ПОСТАНОВКА ЗАДАЧИ A
Приведите фрагмент текста о политической этике, начиная со слов «Совесть не может мириться» и далее до слов «сфере человеческих отношений.», подставив «общественного долга» вместо «гражданского долга».

ИЗВЛЕЧЁННЫЙ ТЕКСТ
>>>

Будучи моралью в полном, а не в усеченном смысле этого слова, политическая этика выступает не просто средством подкрепления политико-правовых регулятивов и гарантий, всевозможных сдержек и противовесов, но и особым способом, каналом выражения недовольства качеством правления и управления, средством нелицеприятной критики наличных политических нравов, которые являют “urbi et orbi” власть и претенденты на нее. Подобный канал нельзя считать резервным способом “выпускания паров” или своеобразной формой псевдодуховной релаксации, когда всего-навсего “срывают гнев”, раздражение от жизненных передряг на политиках или на специально подставленных с этой целью “мальчиках для бития». Мы думаем, что речь идет о никому не подвластном феномене политической совести граждан, о том, что некогда Дж.Ф. Кеннеди называл “политическим мужеством”.

Совесть не может мириться с грязной политической практикой, которая оправдывается софизмами от целесообразности, с отклонениями от норм политической морали, проявлениями цинизма и аморализма на “минном поле” политики. Вместе с тем совесть не может согласиться с догматом, по которому политика всегда и везде заведомо квалифицируется как “грязное дело”, это на руку пройдохам и лишь отвращает порядочных людей от исполнения их гражданского долга. Мы говорим не о вспыльчивости или брюзжании, а о подлинном негодовании как результате вдумчивых наблюдений и даже “аудиторской проверки” состояния нравов в этой ответственной сфере человеческих отношений.

Совесть являет собой критическую способность человека. В применении к политической этике это означает желание и способность избежать опасности использования норм данной этики в апологетических целях. Для этого политической этике предстоит прибегнуть к рискованному оружию самоиронии не только по отношению к живой политической практике со всеми ее плюсами и минусами, но даже и по отношению к собственным “нерушимым” правилам и нормам. Содействуя катарсическому очищению, такая ирония помогает избавиться от бремени морального догматизма и фанатизма, от пуризма и самодовольства. Ирония, идущая рука об руку с недовольством, помогает продвинуться от “принятия принятого” к новым горизонтам политической свободы, к нравственному идеалу.

Среди сюжетов политической этики выделим властный, властно-управленческий – здесь весьма рельефно выявляется назначение и сущность данного вида прикладной этики. Очевидно, что власть – необычайно широкое понятие.

Можно говорить о власти во всяком человеческом общежитии: о родительской власти – едва ли не самой первой форме власти, с которой сталкивается любой человек, о власти повседневного и официального языка, о медиократии, о власти художественного произведения над умами и чувствами людей, даже о властной энергетике пола, и т.п. Поэтому вряд ли можно возражать против характеристики власти как универсального аспекта человеческого бытия, на что обратил внимание еще Аристотель. Существует, как утверждал М. Фуко, микрофизика власти, и она имеет всеобщий характер. Наконец, существует наилучший вид власти – власти над собой, над своими неокультуренными страстями. Нам же надлежит, исходя из задач данной работы, ограничиться рассмотрением публичной власти.

<<<

ИСХОДНЫЕ СТРОКИ

>>>

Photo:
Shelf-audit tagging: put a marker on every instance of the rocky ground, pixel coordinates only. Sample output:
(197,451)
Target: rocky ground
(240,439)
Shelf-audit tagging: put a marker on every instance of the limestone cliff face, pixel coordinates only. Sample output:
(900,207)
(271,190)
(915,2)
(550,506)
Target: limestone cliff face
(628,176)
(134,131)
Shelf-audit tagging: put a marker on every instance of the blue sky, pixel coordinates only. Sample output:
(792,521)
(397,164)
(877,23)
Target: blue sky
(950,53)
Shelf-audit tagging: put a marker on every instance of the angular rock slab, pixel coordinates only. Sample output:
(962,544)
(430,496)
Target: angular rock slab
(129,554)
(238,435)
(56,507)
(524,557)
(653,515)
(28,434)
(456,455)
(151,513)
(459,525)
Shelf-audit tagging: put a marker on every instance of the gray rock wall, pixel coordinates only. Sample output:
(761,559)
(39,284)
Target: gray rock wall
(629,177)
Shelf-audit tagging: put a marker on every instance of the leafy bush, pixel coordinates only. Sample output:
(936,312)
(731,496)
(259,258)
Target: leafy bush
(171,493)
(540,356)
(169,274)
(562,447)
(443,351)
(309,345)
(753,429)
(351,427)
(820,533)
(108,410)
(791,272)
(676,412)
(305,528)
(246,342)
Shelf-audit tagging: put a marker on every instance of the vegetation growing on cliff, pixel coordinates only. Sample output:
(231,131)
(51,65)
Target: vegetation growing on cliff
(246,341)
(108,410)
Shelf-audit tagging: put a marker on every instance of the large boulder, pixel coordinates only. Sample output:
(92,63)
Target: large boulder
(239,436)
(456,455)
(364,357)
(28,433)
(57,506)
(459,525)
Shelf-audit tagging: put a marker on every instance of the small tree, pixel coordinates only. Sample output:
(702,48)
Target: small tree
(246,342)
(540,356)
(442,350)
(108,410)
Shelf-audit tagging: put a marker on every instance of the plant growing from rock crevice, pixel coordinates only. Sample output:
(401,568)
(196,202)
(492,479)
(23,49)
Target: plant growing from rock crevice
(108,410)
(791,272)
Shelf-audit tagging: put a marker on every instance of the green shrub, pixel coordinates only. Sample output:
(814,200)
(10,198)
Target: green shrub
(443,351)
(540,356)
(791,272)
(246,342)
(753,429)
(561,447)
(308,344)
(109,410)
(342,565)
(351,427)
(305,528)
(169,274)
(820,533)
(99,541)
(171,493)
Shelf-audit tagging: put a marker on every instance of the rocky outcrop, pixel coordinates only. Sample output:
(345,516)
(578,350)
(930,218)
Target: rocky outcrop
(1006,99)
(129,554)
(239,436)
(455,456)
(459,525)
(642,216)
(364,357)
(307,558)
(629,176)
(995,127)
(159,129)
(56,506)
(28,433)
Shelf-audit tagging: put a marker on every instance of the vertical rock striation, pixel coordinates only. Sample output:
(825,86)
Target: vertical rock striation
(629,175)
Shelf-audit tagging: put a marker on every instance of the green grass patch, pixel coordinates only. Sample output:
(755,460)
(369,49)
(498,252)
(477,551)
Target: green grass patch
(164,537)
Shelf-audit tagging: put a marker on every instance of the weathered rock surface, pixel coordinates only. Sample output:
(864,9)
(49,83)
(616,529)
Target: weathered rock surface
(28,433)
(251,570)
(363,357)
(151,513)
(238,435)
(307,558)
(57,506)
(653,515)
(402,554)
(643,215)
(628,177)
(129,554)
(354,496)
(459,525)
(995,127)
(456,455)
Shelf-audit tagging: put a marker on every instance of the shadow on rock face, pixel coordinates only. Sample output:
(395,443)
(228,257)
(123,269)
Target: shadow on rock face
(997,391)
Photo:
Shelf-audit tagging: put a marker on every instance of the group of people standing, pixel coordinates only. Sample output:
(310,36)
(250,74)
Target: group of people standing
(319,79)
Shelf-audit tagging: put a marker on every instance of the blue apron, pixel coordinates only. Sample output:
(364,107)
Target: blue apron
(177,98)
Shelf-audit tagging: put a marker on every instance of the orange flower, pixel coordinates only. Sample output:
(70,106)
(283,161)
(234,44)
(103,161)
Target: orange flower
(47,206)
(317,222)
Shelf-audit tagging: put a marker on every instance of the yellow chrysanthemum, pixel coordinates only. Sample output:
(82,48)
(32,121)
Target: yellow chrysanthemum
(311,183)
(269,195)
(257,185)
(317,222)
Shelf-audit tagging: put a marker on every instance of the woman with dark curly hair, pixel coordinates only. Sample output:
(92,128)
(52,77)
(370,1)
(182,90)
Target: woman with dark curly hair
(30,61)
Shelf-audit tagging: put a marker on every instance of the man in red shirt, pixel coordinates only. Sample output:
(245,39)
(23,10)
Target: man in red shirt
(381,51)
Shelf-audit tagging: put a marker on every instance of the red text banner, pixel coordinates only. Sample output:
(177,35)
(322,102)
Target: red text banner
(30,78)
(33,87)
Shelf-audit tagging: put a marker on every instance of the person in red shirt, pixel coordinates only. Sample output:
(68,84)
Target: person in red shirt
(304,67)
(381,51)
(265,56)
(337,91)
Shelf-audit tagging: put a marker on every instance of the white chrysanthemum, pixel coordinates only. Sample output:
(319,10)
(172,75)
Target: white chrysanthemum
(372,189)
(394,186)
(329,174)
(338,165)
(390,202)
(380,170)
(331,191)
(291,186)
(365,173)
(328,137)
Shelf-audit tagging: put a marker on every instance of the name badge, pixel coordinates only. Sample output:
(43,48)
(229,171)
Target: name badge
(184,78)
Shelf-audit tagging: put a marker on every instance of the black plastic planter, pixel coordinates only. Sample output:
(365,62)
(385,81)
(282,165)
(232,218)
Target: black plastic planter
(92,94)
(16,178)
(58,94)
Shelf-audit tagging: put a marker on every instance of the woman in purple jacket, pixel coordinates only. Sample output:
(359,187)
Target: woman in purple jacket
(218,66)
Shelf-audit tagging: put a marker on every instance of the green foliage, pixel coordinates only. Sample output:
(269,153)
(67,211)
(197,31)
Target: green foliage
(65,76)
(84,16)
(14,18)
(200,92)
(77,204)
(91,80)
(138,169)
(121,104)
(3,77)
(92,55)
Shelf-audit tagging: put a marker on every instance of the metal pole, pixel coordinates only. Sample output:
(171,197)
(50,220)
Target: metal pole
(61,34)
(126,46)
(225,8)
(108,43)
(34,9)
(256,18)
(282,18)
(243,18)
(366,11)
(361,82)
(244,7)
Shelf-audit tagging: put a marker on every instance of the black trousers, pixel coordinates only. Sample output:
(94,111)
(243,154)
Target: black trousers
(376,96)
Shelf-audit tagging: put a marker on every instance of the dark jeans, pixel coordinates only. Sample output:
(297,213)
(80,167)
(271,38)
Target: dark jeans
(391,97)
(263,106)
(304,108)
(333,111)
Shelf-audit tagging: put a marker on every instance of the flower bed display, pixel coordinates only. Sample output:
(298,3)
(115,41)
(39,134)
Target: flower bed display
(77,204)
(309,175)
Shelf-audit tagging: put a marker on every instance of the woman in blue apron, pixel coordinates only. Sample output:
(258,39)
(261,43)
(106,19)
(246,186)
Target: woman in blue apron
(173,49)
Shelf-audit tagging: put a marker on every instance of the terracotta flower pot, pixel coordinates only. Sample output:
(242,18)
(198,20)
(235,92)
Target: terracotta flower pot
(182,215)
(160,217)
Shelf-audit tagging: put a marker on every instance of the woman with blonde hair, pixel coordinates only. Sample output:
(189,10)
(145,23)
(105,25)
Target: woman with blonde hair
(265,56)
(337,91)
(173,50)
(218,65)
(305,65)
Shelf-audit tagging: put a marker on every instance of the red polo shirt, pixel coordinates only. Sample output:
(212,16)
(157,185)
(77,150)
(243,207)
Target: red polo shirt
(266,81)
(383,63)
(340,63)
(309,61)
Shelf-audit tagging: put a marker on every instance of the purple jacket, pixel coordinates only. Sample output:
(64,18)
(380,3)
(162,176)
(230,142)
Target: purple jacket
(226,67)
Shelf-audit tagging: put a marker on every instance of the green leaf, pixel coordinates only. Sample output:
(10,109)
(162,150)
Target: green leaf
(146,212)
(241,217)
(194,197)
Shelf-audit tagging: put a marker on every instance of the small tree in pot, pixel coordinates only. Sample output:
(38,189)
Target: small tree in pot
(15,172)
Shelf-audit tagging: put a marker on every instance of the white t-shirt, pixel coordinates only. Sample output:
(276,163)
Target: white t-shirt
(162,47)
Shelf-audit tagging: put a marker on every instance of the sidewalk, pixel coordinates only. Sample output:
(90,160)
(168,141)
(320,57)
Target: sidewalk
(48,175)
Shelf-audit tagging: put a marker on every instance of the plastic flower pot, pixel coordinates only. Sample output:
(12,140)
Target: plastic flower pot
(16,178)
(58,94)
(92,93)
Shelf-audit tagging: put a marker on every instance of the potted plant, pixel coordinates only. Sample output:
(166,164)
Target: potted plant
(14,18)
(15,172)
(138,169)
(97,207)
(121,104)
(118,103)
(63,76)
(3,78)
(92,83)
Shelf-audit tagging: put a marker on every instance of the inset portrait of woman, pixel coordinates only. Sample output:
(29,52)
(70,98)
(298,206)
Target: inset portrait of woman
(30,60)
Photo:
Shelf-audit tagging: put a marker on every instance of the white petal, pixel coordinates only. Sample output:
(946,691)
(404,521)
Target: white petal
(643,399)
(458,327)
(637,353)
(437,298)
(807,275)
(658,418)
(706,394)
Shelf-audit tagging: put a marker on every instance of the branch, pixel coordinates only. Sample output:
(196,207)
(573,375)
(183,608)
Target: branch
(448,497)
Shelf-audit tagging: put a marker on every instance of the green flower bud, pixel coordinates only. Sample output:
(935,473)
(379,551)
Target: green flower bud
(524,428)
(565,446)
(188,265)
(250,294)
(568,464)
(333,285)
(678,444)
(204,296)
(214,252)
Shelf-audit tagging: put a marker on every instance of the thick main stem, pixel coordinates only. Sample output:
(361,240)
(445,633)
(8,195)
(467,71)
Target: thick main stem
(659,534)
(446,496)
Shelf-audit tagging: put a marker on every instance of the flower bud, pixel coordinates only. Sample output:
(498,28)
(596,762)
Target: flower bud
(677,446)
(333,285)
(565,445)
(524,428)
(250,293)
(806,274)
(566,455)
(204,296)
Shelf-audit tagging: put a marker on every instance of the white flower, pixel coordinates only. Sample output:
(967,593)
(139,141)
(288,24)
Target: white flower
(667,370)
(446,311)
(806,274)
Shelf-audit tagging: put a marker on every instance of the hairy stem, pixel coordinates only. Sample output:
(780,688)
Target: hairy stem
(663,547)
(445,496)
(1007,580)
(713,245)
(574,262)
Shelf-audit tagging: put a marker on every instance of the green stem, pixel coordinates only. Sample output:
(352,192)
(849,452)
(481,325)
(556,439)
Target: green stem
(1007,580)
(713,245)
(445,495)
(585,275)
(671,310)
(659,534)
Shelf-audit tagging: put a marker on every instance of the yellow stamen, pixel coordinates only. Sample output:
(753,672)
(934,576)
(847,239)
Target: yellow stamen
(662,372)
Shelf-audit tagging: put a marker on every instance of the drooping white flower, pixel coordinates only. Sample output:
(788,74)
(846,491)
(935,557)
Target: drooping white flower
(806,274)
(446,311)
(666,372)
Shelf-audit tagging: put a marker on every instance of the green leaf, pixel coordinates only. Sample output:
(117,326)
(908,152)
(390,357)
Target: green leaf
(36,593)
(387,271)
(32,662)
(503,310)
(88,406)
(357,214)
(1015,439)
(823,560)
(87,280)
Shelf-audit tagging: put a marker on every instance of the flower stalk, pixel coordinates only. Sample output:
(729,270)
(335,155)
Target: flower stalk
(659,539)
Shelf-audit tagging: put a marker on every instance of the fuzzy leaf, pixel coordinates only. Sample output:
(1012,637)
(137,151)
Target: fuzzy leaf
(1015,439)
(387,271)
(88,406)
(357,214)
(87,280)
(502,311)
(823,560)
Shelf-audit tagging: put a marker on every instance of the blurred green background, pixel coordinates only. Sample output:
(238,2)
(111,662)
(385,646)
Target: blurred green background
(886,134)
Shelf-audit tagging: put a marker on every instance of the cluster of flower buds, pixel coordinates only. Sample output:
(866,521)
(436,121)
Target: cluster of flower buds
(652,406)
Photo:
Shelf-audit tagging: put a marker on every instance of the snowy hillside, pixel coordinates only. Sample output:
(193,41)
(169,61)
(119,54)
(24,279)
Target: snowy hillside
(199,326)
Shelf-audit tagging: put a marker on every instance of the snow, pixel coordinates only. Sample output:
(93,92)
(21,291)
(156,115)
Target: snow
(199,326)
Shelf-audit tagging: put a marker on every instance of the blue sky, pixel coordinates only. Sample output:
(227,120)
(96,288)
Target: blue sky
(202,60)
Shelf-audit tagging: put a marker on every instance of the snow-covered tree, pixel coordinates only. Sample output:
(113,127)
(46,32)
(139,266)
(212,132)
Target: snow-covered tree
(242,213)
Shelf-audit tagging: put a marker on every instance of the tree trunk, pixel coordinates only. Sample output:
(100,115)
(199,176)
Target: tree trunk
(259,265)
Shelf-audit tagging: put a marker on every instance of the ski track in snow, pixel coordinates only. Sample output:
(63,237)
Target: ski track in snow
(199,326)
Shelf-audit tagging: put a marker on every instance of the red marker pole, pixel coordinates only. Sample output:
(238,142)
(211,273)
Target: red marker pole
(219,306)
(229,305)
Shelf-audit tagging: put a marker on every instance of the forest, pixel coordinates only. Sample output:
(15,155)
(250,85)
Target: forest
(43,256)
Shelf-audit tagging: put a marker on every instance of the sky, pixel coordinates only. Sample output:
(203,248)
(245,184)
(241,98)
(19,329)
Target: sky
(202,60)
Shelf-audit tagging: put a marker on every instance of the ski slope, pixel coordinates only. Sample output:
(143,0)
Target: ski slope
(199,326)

<<<

ПОСТАНОВКА ЗАДАЧИ B
Соберите все строки выше, в которых встречается слово «dark», с учётом регистра букв.

ПОЛНЫЙ РЕЗУЛЬТАТ A
Совесть не может мириться с грязной политической практикой, которая оправдывается софизмами от целесообразности, с отклонениями от норм политической морали, проявлениями цинизма и аморализма на “минном поле” политики. Вместе с тем совесть не может согласиться с догматом, по которому политика всегда и везде заведомо квалифицируется как “грязное дело”, это на руку пройдохам и лишь отвращает порядочных людей от исполнения их общественного долга. Мы говорим не о вспыльчивости или брюзжании, а о подлинном негодовании как результате вдумчивых наблюдений и даже “аудиторской проверки” состояния нравов в этой ответственной сфере человеческих отношений.

ПОЛНЫЙ РЕЗУЛЬТАТ B
Shelf-audit tagging: put a marker on every instance of the woman with dark curly hair, pixel coordinates only. Sample output:
Target: woman with dark curly hair
Shelf-audit tagging: put a marker on every instance of the dark jeans, pixel coordinates only. Sample output:
Target: dark jeans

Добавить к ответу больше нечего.